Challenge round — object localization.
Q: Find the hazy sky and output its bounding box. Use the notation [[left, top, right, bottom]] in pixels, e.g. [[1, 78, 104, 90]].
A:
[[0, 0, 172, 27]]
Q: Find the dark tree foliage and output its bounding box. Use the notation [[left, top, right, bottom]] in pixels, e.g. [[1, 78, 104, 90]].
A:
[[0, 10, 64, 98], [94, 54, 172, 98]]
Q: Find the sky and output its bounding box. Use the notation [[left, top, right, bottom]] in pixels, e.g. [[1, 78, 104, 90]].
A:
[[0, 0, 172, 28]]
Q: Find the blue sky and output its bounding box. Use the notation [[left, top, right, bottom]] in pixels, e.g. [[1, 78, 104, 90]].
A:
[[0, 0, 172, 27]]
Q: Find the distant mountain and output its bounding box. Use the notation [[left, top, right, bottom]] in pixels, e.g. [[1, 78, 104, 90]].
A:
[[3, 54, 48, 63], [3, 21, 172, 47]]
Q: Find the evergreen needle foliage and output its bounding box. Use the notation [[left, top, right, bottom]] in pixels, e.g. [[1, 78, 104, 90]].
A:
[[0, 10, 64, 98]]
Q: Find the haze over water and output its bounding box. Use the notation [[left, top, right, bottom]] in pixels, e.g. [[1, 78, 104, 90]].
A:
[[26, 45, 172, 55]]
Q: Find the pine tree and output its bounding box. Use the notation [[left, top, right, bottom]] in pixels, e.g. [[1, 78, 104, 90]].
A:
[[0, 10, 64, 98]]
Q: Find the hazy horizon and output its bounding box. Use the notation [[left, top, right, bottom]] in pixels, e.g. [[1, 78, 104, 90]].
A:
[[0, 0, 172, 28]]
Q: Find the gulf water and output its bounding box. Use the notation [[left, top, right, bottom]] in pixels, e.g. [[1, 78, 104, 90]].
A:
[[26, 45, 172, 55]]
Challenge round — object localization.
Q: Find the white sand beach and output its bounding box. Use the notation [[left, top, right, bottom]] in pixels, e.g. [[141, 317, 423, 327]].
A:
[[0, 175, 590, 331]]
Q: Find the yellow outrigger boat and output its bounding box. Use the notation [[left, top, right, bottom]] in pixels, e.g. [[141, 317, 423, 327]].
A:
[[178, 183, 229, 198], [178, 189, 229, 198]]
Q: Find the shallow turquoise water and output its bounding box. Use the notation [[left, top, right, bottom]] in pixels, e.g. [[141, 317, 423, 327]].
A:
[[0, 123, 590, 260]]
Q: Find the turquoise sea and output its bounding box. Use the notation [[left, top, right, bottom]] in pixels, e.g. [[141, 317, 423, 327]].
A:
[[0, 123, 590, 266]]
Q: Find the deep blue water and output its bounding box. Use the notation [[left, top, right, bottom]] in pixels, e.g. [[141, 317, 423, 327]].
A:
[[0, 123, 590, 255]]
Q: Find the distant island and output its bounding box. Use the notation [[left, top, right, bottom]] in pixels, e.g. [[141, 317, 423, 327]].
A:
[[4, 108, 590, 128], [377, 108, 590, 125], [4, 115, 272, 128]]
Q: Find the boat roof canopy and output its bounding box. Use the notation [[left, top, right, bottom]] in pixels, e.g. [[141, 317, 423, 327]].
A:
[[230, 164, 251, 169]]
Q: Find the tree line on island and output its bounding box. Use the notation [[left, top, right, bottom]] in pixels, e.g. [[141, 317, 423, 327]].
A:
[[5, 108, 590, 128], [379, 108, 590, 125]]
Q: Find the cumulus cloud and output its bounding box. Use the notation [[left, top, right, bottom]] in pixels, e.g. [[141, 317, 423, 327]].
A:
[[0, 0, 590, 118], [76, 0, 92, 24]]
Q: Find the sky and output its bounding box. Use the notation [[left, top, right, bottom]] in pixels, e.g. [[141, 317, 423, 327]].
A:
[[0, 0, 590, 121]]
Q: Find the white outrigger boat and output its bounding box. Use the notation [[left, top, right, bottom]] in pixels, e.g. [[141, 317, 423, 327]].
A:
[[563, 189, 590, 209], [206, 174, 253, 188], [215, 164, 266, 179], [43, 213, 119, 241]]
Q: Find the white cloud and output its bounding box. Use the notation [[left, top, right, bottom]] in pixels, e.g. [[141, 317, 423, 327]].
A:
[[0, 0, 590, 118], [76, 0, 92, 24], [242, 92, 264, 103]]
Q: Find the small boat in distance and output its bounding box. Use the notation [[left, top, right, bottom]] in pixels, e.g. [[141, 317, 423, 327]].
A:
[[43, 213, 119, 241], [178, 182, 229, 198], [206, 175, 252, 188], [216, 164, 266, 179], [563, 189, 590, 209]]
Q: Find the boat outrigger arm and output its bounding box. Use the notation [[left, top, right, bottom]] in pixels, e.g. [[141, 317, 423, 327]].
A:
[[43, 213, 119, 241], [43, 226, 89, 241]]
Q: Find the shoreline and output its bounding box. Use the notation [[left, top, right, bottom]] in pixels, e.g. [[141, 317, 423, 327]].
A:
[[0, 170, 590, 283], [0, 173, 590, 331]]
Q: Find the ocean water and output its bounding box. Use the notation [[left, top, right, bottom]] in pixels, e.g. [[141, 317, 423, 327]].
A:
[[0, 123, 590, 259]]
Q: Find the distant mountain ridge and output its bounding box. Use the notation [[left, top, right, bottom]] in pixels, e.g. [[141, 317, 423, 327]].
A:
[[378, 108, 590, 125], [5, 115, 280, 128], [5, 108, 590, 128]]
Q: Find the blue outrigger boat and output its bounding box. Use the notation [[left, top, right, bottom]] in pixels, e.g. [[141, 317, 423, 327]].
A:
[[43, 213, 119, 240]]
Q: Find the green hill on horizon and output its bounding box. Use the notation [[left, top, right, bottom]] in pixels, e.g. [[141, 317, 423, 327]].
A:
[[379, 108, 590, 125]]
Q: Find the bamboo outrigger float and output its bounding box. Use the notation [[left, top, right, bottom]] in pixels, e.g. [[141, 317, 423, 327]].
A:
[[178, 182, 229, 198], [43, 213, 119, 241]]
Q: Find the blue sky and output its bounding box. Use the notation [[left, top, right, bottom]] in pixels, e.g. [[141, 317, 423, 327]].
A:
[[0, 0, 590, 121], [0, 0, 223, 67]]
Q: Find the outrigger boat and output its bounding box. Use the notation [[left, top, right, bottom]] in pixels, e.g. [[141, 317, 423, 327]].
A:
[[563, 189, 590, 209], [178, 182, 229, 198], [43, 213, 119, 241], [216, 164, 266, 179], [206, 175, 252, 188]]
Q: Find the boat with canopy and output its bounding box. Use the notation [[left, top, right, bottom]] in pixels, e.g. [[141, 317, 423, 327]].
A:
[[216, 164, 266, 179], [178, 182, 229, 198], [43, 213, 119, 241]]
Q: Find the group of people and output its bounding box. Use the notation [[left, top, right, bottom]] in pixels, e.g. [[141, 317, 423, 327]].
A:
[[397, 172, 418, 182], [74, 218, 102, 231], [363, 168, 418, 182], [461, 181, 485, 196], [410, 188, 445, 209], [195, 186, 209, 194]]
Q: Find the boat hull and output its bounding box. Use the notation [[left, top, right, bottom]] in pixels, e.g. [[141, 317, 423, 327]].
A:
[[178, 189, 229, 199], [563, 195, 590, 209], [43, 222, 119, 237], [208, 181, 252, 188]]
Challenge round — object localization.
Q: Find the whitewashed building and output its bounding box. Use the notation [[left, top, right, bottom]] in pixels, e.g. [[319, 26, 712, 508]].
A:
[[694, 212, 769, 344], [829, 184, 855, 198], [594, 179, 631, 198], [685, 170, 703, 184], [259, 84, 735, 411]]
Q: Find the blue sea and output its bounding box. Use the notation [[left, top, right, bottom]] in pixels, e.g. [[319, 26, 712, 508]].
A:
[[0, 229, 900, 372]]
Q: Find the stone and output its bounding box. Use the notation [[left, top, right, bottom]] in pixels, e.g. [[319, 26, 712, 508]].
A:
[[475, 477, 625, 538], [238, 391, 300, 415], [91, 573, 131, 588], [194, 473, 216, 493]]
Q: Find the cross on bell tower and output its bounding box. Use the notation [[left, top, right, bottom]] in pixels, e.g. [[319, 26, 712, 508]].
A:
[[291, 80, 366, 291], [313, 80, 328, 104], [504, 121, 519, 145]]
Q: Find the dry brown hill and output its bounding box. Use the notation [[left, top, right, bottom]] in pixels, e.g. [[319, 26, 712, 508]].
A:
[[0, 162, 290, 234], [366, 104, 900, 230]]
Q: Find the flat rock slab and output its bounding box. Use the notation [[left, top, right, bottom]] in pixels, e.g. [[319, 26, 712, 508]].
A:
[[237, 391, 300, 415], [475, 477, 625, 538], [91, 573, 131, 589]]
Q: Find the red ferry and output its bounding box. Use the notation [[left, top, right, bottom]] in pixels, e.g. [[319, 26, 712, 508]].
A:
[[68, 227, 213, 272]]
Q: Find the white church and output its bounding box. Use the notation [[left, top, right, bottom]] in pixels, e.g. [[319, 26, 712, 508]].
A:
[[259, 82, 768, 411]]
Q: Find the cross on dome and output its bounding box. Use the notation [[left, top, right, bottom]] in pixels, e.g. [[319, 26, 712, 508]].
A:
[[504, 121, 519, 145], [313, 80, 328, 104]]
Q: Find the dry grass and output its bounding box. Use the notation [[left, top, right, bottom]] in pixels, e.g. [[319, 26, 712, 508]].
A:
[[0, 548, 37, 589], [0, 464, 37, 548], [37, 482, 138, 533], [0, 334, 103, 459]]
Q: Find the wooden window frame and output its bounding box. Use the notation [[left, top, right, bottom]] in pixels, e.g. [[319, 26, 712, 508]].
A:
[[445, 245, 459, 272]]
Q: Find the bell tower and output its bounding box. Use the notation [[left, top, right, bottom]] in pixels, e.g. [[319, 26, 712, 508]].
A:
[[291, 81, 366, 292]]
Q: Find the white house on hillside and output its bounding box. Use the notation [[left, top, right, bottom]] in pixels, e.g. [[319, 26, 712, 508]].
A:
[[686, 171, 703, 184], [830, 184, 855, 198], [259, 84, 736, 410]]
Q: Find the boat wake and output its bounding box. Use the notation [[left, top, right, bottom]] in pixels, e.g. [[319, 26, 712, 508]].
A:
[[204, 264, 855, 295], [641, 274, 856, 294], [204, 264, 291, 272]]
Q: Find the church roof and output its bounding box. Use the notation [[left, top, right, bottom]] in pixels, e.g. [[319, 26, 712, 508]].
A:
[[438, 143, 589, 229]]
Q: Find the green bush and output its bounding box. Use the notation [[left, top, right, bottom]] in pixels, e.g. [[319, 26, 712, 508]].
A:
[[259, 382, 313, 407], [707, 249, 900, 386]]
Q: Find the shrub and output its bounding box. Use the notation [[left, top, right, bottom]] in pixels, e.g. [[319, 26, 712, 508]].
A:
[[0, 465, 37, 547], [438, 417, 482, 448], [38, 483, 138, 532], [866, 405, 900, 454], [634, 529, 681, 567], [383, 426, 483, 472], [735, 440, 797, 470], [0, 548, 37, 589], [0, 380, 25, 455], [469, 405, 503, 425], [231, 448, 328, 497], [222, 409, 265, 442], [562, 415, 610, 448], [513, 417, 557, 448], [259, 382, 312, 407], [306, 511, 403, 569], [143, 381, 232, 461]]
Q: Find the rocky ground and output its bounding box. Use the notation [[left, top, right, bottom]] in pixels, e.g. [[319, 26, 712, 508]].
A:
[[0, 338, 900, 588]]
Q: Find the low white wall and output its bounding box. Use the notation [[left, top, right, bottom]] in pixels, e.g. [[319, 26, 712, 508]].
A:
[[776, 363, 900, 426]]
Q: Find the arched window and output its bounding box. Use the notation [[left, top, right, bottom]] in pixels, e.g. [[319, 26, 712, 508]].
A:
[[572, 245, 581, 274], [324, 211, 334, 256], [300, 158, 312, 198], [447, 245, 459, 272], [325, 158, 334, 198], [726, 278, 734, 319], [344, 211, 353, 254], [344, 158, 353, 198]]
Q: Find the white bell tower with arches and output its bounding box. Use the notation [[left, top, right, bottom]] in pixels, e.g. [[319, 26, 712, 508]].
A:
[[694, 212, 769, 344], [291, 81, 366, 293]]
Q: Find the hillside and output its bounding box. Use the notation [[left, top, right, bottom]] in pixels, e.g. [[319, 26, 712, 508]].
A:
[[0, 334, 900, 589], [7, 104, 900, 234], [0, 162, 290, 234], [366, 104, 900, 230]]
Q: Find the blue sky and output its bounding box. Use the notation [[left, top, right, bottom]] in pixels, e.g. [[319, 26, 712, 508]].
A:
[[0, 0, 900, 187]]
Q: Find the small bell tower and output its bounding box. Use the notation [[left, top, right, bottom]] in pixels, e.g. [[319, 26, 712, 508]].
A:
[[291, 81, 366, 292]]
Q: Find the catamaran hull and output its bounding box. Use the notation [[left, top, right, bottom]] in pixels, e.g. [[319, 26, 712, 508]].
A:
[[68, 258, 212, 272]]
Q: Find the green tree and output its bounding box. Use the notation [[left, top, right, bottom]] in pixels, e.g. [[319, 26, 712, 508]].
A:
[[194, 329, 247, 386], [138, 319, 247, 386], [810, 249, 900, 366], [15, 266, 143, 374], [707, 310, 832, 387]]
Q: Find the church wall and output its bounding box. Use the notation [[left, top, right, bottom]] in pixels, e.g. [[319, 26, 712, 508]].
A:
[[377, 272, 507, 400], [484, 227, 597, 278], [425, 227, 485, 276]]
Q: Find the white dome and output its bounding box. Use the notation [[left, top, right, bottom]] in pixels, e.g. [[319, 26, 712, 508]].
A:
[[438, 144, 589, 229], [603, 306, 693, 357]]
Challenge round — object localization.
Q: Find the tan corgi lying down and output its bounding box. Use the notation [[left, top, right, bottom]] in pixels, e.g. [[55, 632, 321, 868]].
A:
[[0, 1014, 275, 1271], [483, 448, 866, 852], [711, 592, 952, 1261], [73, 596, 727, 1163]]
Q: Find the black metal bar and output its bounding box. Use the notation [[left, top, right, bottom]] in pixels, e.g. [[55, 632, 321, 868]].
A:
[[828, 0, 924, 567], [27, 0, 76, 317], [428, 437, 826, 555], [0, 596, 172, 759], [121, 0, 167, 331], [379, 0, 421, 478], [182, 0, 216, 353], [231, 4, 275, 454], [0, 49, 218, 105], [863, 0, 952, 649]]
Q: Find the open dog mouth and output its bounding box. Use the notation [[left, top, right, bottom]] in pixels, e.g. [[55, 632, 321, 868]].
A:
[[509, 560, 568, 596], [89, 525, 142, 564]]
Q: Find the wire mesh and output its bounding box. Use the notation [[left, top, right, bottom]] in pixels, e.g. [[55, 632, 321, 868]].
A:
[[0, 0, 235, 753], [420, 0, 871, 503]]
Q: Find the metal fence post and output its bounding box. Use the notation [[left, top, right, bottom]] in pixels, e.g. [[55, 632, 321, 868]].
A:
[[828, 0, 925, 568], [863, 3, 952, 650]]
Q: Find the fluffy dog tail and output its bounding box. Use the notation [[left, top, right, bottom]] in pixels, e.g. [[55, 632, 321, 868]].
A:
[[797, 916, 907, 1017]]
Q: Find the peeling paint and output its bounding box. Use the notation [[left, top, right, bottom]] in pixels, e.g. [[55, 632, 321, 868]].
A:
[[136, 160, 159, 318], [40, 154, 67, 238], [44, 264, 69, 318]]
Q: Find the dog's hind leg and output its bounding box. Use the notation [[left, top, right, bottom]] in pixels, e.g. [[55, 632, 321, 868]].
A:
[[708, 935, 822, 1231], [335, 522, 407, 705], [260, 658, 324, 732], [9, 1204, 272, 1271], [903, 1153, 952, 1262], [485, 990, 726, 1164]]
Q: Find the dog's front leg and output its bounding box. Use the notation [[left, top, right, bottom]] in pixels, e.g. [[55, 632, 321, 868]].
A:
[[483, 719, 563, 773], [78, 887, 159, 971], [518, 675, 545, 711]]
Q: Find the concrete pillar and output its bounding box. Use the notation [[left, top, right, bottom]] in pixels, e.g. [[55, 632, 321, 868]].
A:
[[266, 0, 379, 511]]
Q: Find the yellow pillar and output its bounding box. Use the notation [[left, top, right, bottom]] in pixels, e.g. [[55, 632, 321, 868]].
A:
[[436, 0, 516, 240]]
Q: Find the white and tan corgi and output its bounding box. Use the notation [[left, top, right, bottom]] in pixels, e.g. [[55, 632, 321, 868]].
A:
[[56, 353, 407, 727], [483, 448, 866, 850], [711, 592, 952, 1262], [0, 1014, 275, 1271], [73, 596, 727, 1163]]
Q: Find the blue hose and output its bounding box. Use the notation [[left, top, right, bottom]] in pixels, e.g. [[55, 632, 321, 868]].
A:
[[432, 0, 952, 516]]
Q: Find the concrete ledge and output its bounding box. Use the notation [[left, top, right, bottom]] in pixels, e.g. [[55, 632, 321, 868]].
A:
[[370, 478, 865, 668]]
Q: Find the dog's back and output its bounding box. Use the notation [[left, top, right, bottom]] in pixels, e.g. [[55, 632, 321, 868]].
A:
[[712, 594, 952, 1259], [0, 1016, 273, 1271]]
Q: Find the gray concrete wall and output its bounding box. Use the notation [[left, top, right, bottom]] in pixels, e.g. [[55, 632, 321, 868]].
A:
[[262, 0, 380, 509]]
#####
[Problem requirements]
Reproduce everything from the line that contains "Q: Find the white house" down to the line that contains "264, 291, 272]]", keeping both of those lines and changing nothing.

[Result]
Q: Find the white house on hillside and output its bounding box. Use the notation [[left, top, right, bottom]] in pixels, e.g. [[319, 26, 712, 508]].
A:
[[686, 171, 703, 184], [830, 184, 855, 198], [259, 84, 736, 410]]
Q: Find the boat wake and output its bounding box. Use the notation [[left, top, right, bottom]] in pixels, e.g. [[319, 26, 712, 508]].
A:
[[204, 264, 855, 295], [641, 274, 856, 294], [204, 264, 291, 272]]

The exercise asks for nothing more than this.